> **WRITTEN TASK 1**
Can you copy the passage on using both hands between "When you hand" and "off the cushion.", inclusive?
> **WRITTEN TASK 2**
Answer these about the passage on using both hands:
(a) What is the one rule for giving someone something?
(b) What happens to the intellect when both hands get engaged with the same task?
(c) What feeling naturally arises when you hand something to someone with two balanced hands?
> **WRITTEN TASK 3**
Could you pick up the passage on using both hands after its final sentence and keep writing?

> **SELECTED PASSAGE**
*****

Instead of moving the objects of your world in a series of jabbing motions, just keep aware of what the other hand is doing. And while this may not feel like a great deal of work, this simple shift requires that both hemispheres of the brain are simultaneously engaged and goes a long way to reducing the dualistic swinging back and forth that the self seems to love but eventually finds painful. There is nothing to strain, because the intellect naturally takes a step back and awareness leans forward whenever both hands get engaged with the same task. Our hands are intrinsically wired to the brain so why not use them to tame the monkey mind? Oh, and the one rule is that anytime you give someone something, hand it to them with both hands. Without a hand to use as a makeshift counterweight, the body finds its own center of gravity naturally, guiding you towards a sense of balance. Be curious and pay attention.  

When you hand something to someone with two balanced hands, more often than not you will notice a small piece of magic. In these moments, a slight feeling of reverence naturally arises. It’s a bit of karma that human beings recognize below the conscious mind. By simply assuming this simple posture, one notices a small pause containing a natural gratitude and a palpable moment occurs between the person offering a credit card and the one receiving it. A momentary glitch in the hurried nature of our lives appears and through this crack we can feel that there is something deeper. The beauty of this, is that it passes almost too quickly to notice and we can watch something enter the unconscious while the rational mind continues unperturbed. People tend to feel this but not to notice. You are free to practice Zen when you are off the cushion.

*****

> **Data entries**
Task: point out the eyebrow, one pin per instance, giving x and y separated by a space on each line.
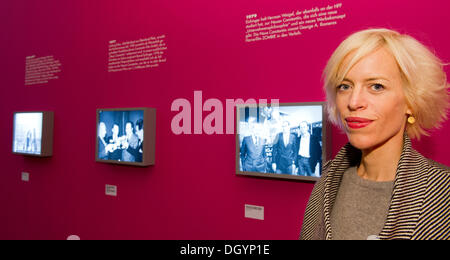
369 79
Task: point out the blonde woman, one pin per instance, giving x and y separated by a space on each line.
383 88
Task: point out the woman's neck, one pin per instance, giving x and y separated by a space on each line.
380 163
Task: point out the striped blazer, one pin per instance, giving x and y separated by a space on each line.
420 202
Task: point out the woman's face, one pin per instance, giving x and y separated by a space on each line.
370 101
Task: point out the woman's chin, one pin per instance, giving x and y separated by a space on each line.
362 141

*****

> **WRITTEN RESPONSE 1**
When you hand something to someone with two balanced hands, more often than not you will notice a small piece of magic. In these moments, a slight feeling of reverence naturally arises. It’s a bit of karma that human beings recognize below the conscious mind. By simply assuming this simple posture, one notices a small pause containing a natural gratitude and a palpable moment occurs between the person offering a credit card and the one receiving it. A momentary glitch in the hurried nature of our lives appears and through this crack we can feel that there is something deeper. The beauty of this, is that it passes almost too quickly to notice and we can watch something enter the unconscious while the rational mind continues unperturbed. People tend to feel this but not to notice. You are free to practice Zen when you are off the cushion.

> **WRITTEN RESPONSE 2**
(a) Hand it to them with both hands.
(b) It naturally takes a step back.
(c) A slight feeling of reverence.

> **WRITTEN RESPONSE 3**
This is one of those moments. How you hold life changes your experience and deepens your relationship to it. This is the essence of what Zen is trying to teach you. Why not take a moment, why not this moment, to place your two hands together, close your eyes, and feel into the water of life? Doing so, we sense a subtle current calling us deeper.

We can embody Zen in every moment. This is not to say there is an obligation or an attainment here, just that life has a constant invitation for you to dive in. We always hold a deeper experience of the nature of life in our hands. The deepest teachings of Zen require no knowledge or intellectual understanding but are revealed in the way we move through the world. In any moment, we can realize that we have never been here before. In full knowledge of this, we can take our first steps in this world which has never before existed. If we allow a sense of reverence to arise, allow the sweeping arch of each movement to flow in balance, and follow our curiosity to allow the sensations of the world to guide us, we are embodying the teachings of Zen. If that doesn’t feel quite the way you thought that it might feel, just remember that these lessons were never really there for the purposes of mastery and that all you need to do to understand them is to fully feel them moving through you. 

Let subtlety be your guide. We follow the echoes of the shouts of the ancestors and the whispers of the world into the depths of silence. The secrets of Zen will brush against you like a fish under water. As you move, here and there, you will notice a feeling of lightness. Follow that feeling and it will show you a universe.